▶ TASK DETAILS
Print the stretch of the passage on Marin Software's search marketing platform from "We knew that" through "a similar tool.", word for word.

At Marin Software, I designed and out team built out a search engine marketing platform that helped advertisers manage their search spend across publishers, accounts, and clients. Like many SAAS companies, we had to compete with the free tools the publishers offered to help customers spend their budgets in their tools. Publishers offered tools at no cost in an effort to get advertisers to spend more money with their products. We had to come up with an easier way to manage their spend not only with a specific publisher, but across publishers where you might get more bang for your buck.

One of the value adds for Marin was that users could compare keyword, campaign, and group performance across publishers and optimize their performance automatically. We learned first hand at previous gigs, that you could only scale a team up to around 10 employees before you couldn’t manage it any more. By adding automation, user could set their goals, and the bids would adjust to the marketing automatically.

Through this approach, our customers could now scale their advertising spend from 5 or 10 million a month up to 100 plus million a month.

We knew that the publishers’ primary goal was to make money for themselves by optimizing for click performance. We also knew they wanted to keep keyword bids high — so we decided to include other metrics in the interface to analyze performance and to use these other metrics for bidding as well.

By adding the extra metrics, users soon wanted to manage the display of the metrics that were of interest to them. To assist them, we created a column/metric chooser. Back in 2006, there wasn’t much precedence. Neither Google, Yahoo, nor Microsoft had a similar tool.

Our early versions of our column chooser had a list of columns/metrics on a modal where users would check the ones you'd like to list on our grid-style reporting page, which happened to be the most utilized screen in our product.

▶ MATERIAL SHOWN
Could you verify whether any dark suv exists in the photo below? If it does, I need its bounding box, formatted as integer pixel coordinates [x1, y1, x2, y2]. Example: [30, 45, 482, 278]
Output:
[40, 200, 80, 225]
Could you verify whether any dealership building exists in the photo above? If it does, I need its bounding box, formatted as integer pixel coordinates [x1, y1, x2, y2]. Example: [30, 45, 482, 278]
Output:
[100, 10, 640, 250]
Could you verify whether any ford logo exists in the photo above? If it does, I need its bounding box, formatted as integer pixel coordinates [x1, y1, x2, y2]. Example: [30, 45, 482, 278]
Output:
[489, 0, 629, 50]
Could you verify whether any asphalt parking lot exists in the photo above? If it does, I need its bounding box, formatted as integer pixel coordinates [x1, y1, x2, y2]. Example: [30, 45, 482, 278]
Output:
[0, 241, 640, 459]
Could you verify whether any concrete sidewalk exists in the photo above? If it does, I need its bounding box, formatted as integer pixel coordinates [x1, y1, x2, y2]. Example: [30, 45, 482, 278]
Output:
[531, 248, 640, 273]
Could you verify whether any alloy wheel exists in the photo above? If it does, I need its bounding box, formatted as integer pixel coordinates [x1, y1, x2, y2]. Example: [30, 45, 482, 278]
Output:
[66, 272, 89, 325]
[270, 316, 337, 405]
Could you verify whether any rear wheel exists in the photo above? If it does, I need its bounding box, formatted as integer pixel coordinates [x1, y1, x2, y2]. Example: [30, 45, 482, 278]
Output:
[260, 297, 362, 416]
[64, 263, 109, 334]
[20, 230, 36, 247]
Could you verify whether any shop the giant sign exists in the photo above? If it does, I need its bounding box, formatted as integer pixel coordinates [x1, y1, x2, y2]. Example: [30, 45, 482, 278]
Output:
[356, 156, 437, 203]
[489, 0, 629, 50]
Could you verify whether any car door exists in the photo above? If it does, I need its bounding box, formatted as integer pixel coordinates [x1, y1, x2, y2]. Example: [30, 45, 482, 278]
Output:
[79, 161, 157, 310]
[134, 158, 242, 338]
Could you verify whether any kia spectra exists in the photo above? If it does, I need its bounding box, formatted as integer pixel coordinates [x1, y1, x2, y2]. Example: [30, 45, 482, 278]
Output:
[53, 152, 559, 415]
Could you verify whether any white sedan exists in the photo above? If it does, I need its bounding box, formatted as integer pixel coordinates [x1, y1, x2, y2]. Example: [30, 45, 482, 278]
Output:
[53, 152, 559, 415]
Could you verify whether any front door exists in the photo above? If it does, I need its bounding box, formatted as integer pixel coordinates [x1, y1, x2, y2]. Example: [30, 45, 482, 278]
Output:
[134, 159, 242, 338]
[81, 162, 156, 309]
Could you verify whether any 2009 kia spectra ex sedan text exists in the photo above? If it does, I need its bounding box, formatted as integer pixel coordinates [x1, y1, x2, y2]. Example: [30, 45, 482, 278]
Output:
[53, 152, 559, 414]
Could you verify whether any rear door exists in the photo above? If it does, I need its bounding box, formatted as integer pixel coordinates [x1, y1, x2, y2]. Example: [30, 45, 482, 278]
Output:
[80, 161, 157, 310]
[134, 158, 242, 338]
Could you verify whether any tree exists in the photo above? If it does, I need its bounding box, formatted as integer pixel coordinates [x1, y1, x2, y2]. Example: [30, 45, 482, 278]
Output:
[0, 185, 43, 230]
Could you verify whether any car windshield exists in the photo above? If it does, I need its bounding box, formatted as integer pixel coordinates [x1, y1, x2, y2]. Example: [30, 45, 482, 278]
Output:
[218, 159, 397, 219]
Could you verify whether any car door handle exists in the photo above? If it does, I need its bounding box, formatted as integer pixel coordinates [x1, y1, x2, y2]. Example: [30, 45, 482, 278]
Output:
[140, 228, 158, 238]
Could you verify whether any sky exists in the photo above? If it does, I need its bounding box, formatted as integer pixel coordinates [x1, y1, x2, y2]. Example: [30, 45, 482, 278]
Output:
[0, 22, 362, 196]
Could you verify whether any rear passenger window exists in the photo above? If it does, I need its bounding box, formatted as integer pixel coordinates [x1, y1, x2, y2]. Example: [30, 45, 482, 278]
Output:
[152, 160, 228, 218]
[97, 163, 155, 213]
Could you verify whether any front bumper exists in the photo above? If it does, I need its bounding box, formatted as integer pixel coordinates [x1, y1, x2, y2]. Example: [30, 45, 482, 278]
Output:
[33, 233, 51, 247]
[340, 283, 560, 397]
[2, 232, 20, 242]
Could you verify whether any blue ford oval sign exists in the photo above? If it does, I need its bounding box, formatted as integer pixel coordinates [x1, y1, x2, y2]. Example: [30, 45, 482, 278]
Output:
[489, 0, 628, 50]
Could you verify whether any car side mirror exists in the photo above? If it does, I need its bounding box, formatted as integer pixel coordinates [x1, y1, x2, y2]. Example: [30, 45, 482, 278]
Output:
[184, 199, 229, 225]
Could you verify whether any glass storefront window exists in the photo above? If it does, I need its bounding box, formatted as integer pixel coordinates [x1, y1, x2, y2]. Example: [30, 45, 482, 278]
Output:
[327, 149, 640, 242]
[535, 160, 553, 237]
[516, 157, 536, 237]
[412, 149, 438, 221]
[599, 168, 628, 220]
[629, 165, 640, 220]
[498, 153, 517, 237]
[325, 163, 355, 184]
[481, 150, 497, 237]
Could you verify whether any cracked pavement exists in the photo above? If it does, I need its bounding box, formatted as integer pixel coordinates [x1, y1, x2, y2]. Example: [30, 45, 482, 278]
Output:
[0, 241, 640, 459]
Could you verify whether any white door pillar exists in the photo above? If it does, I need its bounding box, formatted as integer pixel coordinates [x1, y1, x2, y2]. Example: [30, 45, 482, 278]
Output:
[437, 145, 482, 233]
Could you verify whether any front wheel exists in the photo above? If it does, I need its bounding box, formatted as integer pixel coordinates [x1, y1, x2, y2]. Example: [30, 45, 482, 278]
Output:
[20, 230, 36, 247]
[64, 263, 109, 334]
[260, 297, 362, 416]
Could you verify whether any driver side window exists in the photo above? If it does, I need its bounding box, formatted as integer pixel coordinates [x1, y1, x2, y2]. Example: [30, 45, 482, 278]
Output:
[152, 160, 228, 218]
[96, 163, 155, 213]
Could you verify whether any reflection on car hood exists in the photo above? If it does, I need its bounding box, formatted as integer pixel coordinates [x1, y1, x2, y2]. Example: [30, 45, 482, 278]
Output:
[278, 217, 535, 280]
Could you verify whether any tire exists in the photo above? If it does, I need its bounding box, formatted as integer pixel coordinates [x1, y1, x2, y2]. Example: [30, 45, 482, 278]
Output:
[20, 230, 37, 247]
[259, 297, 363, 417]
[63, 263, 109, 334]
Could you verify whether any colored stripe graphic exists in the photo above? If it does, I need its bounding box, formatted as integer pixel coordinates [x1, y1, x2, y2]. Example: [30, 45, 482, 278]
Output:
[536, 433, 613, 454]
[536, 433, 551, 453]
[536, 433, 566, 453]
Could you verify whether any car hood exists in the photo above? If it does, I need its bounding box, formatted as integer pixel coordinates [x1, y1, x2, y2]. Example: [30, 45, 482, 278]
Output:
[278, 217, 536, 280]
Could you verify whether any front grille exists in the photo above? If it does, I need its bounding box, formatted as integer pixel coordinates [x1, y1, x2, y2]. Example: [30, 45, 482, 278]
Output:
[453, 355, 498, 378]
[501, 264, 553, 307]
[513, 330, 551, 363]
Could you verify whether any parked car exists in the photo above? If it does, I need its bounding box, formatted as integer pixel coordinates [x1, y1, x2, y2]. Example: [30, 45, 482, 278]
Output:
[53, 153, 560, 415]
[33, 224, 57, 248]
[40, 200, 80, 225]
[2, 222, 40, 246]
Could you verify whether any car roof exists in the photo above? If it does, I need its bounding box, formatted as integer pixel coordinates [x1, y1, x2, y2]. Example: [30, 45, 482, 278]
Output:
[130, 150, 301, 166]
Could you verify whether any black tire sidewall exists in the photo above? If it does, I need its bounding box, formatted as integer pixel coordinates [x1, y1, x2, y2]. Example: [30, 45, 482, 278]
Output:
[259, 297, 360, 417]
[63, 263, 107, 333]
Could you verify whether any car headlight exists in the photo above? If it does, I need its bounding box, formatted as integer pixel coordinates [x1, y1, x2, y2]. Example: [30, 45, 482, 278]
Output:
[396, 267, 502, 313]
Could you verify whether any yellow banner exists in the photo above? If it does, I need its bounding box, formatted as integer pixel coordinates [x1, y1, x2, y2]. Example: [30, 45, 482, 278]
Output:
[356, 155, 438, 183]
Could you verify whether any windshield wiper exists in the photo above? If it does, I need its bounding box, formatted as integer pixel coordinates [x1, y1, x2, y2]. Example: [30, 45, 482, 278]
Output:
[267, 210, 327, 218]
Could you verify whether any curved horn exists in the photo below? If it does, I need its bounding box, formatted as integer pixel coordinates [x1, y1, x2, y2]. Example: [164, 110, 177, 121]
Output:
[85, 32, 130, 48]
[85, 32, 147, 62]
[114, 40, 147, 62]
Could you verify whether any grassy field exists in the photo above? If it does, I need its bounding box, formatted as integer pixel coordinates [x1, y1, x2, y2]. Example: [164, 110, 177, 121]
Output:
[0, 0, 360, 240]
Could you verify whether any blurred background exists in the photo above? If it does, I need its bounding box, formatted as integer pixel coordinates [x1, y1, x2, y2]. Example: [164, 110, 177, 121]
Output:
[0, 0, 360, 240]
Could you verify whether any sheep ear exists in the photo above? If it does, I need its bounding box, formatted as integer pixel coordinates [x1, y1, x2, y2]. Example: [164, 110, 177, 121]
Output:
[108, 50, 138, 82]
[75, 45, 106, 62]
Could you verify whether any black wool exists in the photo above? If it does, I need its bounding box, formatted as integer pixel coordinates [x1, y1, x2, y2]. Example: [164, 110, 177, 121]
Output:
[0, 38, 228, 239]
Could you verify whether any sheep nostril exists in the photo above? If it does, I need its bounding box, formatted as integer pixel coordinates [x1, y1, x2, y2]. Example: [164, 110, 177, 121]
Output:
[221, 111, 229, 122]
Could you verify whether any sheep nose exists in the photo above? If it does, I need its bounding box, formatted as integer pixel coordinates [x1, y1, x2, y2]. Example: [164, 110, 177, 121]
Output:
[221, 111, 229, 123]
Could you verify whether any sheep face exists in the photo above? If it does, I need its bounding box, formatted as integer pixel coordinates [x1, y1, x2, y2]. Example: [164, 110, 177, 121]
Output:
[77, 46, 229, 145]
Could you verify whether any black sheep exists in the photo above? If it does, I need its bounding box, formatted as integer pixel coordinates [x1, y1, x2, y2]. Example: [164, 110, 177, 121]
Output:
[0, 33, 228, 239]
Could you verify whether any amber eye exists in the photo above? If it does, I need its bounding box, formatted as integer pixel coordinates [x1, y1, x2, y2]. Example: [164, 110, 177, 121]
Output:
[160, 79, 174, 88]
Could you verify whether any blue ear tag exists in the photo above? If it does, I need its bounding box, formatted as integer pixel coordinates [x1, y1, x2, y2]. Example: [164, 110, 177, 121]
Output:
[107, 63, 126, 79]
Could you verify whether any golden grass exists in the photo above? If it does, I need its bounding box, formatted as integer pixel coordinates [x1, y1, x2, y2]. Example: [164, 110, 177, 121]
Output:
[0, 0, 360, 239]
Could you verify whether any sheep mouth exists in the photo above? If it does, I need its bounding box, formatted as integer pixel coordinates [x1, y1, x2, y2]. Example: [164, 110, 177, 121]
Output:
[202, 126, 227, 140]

▶ RESPONSE TO THIS EXERCISE
We knew that the publishers’ primary goal was to make money for themselves by optimizing for click performance. We also knew they wanted to keep keyword bids high — so we decided to include other metrics in the interface to analyze performance and to use these other metrics for bidding as well.

By adding the extra metrics, users soon wanted to manage the display of the metrics that were of interest to them. To assist them, we created a column/metric chooser. Back in 2006, there wasn’t much precedence. Neither Google, Yahoo, nor Microsoft had a similar tool.